* begin Available records *

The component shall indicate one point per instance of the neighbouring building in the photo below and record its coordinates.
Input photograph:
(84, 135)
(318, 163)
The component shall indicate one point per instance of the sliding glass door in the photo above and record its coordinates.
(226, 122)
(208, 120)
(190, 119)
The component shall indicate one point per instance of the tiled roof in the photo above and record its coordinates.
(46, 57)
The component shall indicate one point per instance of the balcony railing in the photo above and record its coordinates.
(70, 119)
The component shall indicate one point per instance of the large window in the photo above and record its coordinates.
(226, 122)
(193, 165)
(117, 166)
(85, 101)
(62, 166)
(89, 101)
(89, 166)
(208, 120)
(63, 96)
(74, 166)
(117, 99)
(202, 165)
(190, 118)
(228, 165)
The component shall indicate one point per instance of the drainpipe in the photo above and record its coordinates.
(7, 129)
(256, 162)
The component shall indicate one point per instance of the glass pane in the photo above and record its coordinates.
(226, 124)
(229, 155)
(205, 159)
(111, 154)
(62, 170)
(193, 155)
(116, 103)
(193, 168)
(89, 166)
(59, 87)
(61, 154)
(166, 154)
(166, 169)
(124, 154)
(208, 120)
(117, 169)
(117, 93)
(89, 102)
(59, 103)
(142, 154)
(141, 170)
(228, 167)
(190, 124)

* end Available records *

Reproduce all of the data above verbatim, preserving every line and its order without alteration.

The component shall indicate one point per instance of the neighbouring building in the photo below and record its coordinates.
Input photograph:
(84, 135)
(318, 163)
The component shall indicate one point per instance of the sliding glass door in the photo above and record its coordinates.
(226, 122)
(208, 120)
(190, 119)
The component shall indicate one point per instance of the tiled roof in the photo above and record its coordinates.
(46, 57)
The component shall indicate one point per instance of the balcony railing in the photo above and record its coordinates.
(70, 119)
The component shall indicate one point per instance of the large window in the photo above and record its coordinates.
(226, 122)
(193, 165)
(117, 166)
(85, 101)
(62, 166)
(89, 101)
(89, 166)
(208, 120)
(63, 96)
(74, 166)
(117, 99)
(202, 165)
(190, 118)
(228, 165)
The component shall indicate one point per instance of the drainpipe in the photo above and record its coordinates.
(7, 129)
(256, 162)
The component shall indicate one point per instance of the glass pane in the photo above and record its coordinates.
(226, 124)
(229, 155)
(205, 159)
(111, 154)
(62, 170)
(193, 155)
(116, 103)
(193, 168)
(89, 166)
(59, 87)
(61, 154)
(166, 154)
(166, 169)
(124, 154)
(208, 120)
(117, 169)
(117, 93)
(89, 102)
(59, 103)
(142, 154)
(141, 170)
(228, 167)
(190, 124)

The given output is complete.